[Data records — start]

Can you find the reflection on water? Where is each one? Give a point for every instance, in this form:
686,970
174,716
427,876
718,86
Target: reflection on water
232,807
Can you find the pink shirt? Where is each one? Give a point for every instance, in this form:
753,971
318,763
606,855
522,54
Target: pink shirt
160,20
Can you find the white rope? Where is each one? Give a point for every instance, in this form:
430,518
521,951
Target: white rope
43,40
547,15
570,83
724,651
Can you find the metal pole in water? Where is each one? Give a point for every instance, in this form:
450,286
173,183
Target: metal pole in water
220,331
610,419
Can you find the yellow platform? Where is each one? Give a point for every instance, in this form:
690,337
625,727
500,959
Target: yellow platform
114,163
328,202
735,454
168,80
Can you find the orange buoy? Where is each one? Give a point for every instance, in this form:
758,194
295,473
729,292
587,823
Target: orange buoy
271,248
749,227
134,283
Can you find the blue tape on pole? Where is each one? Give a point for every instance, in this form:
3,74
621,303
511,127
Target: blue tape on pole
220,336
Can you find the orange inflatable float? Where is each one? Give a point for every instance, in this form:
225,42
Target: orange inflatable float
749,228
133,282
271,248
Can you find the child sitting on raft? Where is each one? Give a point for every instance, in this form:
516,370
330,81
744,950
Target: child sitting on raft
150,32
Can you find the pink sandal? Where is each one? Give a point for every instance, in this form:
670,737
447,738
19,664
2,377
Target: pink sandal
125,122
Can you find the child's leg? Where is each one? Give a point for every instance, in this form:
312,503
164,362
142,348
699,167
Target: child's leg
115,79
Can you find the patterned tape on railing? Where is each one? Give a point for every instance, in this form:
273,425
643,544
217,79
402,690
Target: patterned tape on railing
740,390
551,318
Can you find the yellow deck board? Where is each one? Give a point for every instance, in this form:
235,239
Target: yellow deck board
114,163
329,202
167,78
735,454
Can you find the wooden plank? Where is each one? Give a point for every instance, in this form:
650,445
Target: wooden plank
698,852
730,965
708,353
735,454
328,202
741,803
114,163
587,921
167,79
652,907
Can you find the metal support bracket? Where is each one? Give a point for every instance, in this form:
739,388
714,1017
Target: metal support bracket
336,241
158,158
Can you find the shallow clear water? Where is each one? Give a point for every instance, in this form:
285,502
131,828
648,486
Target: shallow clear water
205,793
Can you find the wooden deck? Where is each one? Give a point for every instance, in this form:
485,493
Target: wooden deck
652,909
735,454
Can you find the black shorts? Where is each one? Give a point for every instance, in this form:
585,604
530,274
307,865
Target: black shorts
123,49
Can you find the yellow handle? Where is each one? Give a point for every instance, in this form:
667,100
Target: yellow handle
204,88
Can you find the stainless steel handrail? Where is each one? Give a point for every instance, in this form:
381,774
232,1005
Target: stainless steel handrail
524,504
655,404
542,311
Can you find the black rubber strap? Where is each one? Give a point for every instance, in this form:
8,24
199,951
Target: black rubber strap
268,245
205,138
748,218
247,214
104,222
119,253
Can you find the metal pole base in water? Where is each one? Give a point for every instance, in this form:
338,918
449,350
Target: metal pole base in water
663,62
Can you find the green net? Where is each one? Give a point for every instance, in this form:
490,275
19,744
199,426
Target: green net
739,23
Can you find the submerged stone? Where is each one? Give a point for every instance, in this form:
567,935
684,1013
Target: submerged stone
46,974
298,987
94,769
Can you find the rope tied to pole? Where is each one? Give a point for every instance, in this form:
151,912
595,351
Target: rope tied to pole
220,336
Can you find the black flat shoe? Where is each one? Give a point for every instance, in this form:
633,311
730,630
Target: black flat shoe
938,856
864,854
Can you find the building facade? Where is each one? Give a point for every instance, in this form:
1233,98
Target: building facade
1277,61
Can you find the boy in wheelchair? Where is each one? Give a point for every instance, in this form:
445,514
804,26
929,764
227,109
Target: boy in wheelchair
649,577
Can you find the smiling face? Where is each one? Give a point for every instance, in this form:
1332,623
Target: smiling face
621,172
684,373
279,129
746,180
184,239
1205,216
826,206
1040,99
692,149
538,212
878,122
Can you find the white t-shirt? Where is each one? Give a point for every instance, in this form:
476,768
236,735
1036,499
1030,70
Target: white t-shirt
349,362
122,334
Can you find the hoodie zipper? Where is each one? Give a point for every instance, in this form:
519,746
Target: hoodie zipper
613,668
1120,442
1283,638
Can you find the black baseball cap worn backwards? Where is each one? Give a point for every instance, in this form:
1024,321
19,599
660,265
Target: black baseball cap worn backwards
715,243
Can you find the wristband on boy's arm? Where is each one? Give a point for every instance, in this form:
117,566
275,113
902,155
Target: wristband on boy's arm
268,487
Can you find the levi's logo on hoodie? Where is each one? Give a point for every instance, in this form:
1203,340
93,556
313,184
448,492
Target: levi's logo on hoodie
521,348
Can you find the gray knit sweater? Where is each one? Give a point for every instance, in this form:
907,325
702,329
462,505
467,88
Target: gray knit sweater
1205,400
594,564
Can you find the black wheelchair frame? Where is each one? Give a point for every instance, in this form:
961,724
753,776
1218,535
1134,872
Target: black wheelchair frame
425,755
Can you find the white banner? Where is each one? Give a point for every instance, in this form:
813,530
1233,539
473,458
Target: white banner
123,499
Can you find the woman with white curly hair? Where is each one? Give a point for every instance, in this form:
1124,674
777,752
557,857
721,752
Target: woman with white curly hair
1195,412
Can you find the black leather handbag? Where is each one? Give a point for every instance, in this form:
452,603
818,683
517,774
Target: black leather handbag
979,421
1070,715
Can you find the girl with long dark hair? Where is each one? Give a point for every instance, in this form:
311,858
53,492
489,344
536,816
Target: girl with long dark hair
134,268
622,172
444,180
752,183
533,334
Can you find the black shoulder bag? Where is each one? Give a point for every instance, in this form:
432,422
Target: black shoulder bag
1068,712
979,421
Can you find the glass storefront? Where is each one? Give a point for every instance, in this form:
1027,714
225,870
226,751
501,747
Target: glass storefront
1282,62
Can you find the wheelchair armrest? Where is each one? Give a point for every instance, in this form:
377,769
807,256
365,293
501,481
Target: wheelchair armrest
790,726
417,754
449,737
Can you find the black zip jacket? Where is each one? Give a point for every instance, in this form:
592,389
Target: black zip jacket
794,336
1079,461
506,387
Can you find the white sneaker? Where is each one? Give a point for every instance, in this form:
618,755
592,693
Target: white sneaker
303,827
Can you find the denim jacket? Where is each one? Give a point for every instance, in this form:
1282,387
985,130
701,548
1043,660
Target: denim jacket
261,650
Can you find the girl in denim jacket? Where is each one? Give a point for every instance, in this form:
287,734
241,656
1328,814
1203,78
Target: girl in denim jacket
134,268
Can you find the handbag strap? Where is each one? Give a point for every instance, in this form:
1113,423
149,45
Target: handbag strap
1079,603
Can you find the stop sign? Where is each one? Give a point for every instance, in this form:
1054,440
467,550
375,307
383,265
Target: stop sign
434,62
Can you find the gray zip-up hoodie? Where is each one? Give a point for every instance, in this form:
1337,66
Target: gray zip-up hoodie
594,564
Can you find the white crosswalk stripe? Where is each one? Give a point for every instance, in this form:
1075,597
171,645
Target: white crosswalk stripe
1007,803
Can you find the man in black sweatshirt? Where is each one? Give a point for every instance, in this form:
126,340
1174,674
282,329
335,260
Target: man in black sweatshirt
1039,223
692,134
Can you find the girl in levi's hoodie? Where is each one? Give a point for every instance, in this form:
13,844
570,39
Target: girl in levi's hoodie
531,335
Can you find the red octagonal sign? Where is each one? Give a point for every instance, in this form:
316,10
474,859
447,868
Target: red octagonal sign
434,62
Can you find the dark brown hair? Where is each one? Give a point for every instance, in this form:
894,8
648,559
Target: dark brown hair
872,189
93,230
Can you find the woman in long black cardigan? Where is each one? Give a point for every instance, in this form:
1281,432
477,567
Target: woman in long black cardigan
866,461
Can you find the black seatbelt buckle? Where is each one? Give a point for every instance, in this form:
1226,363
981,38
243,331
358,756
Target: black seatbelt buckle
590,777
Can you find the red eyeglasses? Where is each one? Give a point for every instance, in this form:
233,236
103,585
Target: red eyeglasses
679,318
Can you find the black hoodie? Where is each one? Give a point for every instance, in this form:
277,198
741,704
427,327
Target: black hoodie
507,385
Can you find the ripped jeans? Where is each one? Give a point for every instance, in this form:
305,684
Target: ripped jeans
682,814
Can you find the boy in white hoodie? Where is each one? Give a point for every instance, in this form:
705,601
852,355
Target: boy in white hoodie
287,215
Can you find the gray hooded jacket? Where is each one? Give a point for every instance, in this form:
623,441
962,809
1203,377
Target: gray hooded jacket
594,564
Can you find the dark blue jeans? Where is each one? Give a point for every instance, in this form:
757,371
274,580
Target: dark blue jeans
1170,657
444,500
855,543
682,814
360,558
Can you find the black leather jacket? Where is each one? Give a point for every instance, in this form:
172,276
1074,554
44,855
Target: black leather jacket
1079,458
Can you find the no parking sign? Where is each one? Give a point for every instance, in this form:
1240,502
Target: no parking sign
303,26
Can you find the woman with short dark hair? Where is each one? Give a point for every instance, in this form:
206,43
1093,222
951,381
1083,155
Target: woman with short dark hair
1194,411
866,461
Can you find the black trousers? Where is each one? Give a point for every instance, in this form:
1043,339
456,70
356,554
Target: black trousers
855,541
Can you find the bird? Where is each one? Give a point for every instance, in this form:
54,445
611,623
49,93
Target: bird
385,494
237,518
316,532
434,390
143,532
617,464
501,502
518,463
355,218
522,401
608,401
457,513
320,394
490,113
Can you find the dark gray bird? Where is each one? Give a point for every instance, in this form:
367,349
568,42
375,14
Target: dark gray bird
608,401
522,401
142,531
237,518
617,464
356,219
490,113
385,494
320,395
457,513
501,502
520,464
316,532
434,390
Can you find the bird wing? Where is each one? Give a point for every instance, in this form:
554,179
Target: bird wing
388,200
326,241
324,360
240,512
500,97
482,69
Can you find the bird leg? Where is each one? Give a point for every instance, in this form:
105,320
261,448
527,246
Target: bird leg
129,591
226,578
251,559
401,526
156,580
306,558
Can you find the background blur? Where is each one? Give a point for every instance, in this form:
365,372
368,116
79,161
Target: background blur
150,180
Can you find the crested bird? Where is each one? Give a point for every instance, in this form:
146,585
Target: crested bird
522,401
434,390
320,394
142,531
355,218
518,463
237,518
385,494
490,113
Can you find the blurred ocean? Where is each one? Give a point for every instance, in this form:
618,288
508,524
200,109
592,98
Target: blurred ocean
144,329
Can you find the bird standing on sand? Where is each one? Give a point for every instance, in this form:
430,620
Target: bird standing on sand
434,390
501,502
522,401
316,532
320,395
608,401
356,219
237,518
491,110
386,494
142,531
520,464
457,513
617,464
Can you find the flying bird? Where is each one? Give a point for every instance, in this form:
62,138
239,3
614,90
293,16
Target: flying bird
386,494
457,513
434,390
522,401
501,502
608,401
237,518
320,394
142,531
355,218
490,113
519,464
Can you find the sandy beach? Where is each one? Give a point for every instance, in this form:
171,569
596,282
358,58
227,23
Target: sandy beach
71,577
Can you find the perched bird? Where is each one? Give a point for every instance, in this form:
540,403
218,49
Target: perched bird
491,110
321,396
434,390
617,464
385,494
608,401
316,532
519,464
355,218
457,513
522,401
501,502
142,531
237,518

[Data records — finish]

» **What you have to do**: Provide an exact transcript of the lines from the one that holds "Target: blurred ocean" through the final line of the data above.

» **Answer section**:
Target: blurred ocean
144,329
Can you find the bird standing on sand? Where is each one? Give a point for every instance, in this form:
430,620
Target: bird standing on sand
434,390
501,502
522,401
316,532
320,395
608,401
356,219
237,518
491,110
386,494
142,531
520,464
457,513
617,464
Can you find the flying bird? Where is each one? Give a point for every instance, in this form:
62,138
239,3
614,90
293,16
Target: flying bird
386,494
457,513
434,390
522,401
501,502
608,401
237,518
320,394
142,531
355,218
490,113
519,464
Can you find the sandy beach? Where is each one? Give a point for every instance, in this form:
171,569
596,282
358,58
227,23
Target: sandy beach
71,577
Can you find the perched bird? Where is each one? Give a point for every instance, in this form:
540,403
218,49
Target: perched bird
491,110
321,396
434,390
617,464
385,494
608,401
316,532
519,464
355,218
457,513
522,401
501,502
142,531
237,518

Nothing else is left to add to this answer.